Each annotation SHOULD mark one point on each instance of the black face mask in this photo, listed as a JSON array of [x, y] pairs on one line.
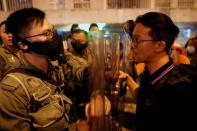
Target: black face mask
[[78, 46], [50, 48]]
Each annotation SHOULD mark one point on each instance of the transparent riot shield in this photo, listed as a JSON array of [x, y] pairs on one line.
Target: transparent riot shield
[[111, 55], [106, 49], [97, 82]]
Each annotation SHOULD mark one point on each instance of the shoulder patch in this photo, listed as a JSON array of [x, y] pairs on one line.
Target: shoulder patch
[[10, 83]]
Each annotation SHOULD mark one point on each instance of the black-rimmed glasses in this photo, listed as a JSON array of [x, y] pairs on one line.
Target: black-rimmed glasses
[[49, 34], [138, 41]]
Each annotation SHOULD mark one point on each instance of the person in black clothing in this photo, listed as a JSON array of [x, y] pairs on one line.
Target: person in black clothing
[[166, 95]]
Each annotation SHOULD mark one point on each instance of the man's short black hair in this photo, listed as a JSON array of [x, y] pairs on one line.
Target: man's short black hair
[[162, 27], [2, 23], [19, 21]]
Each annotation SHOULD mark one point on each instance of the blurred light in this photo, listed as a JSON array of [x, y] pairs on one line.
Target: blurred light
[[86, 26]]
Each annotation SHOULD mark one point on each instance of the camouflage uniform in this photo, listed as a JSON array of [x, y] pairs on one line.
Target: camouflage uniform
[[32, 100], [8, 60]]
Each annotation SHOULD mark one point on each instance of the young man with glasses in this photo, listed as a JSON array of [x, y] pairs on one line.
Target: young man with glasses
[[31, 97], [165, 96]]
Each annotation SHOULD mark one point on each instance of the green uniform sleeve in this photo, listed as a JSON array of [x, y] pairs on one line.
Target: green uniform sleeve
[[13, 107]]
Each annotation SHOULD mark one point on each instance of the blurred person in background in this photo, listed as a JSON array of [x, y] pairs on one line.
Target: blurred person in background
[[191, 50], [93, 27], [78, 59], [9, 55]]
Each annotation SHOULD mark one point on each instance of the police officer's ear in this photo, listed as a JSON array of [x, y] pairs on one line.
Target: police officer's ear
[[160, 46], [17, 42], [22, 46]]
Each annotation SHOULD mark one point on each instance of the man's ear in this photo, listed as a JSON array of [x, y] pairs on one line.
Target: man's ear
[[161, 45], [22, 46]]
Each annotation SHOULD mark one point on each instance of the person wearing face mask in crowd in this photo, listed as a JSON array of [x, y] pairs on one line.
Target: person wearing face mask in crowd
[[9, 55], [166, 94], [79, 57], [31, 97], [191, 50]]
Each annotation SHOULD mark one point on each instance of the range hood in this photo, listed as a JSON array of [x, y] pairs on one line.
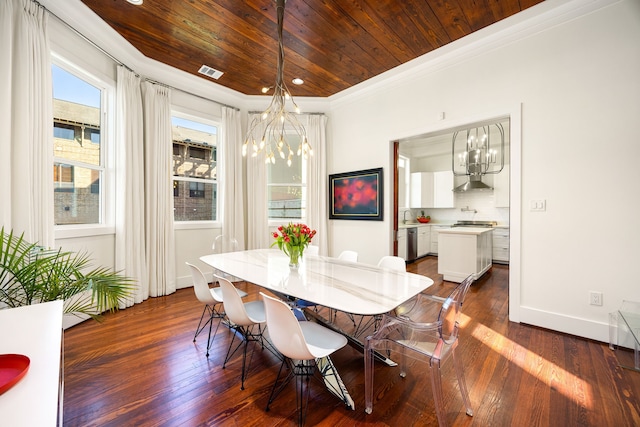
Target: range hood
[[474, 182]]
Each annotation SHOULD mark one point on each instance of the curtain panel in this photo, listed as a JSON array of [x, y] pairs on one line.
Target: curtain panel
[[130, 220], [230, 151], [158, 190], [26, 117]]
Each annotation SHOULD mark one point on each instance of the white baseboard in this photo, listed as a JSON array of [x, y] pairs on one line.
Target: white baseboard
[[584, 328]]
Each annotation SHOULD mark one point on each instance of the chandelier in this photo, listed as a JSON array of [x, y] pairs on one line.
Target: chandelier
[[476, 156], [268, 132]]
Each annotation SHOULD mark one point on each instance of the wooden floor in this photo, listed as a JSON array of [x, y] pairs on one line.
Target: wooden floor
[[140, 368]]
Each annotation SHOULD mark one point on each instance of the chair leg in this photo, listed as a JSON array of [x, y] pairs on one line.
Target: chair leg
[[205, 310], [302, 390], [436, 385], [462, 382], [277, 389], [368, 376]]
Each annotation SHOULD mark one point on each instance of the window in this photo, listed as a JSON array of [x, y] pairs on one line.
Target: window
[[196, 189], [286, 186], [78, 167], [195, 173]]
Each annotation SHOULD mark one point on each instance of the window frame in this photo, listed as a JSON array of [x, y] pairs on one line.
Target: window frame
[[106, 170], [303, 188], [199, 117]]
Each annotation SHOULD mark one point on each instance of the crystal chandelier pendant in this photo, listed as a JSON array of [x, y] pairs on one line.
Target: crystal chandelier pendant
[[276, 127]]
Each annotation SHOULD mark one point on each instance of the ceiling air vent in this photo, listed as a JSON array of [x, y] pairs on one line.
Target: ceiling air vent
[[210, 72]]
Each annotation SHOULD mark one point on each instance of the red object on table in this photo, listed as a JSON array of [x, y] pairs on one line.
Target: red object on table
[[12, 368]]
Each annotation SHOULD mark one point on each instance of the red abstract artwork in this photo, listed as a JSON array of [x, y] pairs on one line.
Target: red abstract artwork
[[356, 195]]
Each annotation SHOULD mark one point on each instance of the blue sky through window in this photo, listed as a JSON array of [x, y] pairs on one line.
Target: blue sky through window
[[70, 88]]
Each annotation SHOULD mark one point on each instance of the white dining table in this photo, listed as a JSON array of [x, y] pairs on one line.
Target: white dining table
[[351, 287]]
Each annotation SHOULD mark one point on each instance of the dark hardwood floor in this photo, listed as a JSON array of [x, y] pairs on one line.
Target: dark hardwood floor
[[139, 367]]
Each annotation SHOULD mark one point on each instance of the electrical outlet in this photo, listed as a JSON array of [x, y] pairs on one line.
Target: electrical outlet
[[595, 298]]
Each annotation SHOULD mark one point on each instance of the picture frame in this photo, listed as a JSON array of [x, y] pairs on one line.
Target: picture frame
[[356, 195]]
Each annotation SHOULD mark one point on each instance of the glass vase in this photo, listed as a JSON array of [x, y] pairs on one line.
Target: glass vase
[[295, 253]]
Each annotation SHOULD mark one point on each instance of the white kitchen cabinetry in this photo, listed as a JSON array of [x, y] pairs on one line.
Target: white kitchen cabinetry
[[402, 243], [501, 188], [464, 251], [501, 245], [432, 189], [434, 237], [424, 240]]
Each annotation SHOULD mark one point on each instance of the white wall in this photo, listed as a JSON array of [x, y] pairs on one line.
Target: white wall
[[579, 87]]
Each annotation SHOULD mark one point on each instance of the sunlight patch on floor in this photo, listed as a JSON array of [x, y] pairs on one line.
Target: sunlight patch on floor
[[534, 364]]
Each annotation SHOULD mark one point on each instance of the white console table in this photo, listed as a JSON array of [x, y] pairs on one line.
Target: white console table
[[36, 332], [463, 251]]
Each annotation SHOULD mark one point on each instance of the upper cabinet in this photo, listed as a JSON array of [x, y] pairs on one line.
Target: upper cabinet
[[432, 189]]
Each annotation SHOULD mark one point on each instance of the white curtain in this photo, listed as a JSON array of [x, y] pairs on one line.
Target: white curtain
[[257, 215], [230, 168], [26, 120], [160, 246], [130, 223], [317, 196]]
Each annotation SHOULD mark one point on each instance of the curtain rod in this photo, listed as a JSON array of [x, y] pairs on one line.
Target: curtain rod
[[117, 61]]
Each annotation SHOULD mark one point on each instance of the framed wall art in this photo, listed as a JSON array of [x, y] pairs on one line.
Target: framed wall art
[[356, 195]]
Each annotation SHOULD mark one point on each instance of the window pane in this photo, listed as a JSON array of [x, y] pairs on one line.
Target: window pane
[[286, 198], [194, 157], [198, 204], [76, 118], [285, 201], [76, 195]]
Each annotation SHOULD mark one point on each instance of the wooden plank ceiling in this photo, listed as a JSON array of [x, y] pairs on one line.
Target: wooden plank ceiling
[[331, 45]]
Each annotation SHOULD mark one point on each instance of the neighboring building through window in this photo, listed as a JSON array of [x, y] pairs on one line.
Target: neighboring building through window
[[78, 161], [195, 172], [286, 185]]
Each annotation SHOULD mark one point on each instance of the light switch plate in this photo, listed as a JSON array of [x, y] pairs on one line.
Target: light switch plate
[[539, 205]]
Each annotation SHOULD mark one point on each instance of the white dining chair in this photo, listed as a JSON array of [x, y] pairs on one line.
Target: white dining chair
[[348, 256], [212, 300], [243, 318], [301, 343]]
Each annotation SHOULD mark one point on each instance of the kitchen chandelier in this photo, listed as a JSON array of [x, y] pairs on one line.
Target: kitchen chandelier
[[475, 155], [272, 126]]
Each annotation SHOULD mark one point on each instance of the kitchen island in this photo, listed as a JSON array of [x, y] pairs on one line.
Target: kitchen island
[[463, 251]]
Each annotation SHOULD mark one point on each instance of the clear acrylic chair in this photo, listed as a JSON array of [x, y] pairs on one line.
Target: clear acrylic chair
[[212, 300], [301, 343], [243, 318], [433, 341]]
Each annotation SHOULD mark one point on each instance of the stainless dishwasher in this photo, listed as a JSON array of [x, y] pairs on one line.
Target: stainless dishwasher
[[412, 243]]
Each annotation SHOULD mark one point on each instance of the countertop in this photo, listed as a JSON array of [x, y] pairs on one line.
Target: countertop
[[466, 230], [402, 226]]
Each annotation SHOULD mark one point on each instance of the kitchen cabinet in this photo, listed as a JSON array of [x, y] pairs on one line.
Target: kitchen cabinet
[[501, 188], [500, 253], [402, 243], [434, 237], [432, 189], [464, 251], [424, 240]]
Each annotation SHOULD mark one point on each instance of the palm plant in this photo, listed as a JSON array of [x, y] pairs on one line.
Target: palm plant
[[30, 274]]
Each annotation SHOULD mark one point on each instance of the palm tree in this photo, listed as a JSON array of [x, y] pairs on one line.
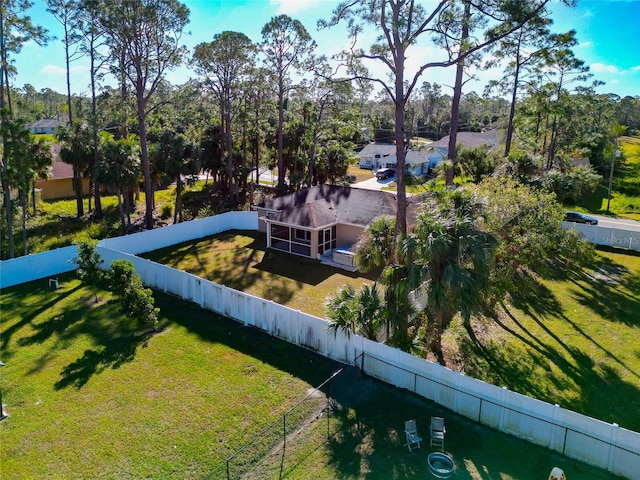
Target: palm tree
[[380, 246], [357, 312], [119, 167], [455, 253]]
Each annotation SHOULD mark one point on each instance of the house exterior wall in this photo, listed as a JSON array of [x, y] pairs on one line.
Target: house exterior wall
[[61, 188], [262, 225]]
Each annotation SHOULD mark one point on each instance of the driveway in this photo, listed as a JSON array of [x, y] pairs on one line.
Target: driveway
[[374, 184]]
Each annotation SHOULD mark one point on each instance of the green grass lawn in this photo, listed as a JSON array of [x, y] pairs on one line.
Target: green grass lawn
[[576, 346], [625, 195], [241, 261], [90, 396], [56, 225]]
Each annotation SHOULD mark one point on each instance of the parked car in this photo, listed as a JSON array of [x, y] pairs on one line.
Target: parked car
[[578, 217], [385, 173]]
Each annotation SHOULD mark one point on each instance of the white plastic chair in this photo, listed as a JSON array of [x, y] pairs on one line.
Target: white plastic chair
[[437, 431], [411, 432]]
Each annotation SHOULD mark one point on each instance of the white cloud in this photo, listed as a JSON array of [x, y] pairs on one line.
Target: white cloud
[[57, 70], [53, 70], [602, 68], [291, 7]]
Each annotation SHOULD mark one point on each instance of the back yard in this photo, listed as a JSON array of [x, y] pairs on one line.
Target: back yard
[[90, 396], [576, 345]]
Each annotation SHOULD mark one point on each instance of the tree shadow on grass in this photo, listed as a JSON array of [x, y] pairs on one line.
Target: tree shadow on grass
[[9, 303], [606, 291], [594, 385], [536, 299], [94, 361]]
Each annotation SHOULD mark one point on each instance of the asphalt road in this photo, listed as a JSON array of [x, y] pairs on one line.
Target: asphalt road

═══

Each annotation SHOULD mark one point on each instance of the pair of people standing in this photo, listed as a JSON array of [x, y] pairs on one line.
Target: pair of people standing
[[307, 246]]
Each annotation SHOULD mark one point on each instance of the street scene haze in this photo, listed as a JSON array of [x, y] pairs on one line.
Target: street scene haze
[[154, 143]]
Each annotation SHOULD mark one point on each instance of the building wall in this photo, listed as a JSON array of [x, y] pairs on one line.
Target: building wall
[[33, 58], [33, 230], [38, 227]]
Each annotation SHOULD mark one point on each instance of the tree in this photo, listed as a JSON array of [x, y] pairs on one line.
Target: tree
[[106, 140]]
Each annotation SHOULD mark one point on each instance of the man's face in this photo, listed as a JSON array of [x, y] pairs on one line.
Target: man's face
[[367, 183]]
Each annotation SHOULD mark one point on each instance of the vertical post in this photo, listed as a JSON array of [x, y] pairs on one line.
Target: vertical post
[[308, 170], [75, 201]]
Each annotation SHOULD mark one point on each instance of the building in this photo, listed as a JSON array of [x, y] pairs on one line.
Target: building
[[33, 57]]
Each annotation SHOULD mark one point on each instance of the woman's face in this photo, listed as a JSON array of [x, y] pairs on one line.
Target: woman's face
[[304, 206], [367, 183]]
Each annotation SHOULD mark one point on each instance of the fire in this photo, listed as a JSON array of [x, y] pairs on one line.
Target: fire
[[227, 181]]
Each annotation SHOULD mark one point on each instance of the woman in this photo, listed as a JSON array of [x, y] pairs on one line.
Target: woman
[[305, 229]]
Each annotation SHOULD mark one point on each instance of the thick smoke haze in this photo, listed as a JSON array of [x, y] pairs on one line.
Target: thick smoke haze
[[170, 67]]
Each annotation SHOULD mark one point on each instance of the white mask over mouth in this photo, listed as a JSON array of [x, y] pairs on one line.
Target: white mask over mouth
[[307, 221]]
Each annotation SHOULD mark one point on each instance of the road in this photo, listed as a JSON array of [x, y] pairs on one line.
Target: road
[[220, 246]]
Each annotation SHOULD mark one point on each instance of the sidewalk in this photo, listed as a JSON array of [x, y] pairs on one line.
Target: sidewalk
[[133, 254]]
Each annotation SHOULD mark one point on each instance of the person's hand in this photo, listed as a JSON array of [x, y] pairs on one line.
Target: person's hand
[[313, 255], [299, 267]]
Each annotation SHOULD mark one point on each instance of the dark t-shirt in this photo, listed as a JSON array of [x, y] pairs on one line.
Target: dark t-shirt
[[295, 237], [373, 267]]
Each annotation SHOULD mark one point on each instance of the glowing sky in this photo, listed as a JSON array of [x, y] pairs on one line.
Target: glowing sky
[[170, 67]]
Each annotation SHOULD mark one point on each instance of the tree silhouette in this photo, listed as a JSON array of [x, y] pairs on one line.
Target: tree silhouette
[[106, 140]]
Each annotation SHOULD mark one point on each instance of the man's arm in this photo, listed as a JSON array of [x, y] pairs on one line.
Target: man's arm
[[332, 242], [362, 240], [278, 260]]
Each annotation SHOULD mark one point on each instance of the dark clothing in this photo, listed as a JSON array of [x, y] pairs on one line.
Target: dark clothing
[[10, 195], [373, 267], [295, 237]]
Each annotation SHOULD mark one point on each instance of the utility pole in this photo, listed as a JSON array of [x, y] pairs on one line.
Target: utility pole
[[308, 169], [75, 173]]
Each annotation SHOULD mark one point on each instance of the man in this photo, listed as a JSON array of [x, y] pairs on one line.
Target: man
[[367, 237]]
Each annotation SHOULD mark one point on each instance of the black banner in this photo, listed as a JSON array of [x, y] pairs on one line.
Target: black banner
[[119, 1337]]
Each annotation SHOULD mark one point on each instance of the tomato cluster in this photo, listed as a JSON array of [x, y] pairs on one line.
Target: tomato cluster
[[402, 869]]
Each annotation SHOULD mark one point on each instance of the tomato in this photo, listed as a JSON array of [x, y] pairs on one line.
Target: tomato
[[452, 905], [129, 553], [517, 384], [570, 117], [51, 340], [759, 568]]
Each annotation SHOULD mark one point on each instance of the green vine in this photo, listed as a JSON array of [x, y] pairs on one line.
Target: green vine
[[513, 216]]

═══

Starting at the line above that contains "the palm plant", transcribe every line exactly through the line that contains "of the house", including that last one, and skip the pictures.

#### Exercise answer:
Each annotation SHOULD mark one point on each instance of the palm plant in this photo, listed as a JSON array of [x, y] pairs on one line.
Target: palm plant
[[30, 274]]
Each annotation SHOULD mark one point on each instance of the palm tree in this photo, listed as a JSON array of [x, y] pairs on one line.
Target: palm tree
[[380, 246], [357, 312], [119, 167], [455, 253]]
Each annotation SHOULD mark one point on each instance of the house exterior wall in this photo, listed as a JSON array of [x, y] pairs on one line.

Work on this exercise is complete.